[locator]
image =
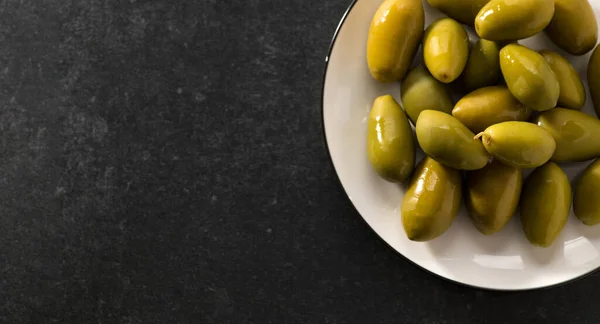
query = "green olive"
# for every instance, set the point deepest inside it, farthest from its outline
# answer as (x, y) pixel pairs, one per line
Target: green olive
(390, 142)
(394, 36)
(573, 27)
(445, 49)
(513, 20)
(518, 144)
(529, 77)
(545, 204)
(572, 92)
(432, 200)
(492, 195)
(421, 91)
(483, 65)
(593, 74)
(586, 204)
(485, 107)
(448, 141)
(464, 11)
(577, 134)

───

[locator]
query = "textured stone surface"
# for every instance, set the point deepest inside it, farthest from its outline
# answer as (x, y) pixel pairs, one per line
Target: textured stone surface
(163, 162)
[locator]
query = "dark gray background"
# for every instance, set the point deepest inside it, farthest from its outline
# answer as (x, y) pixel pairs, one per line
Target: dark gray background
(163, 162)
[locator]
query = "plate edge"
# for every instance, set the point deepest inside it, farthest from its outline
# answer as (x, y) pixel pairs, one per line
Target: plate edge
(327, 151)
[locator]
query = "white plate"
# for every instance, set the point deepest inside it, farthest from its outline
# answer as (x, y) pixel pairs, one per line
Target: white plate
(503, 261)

───

Within the data above, how many lines contain the word "query"? Write only the number.

- _Solution to the problem_
5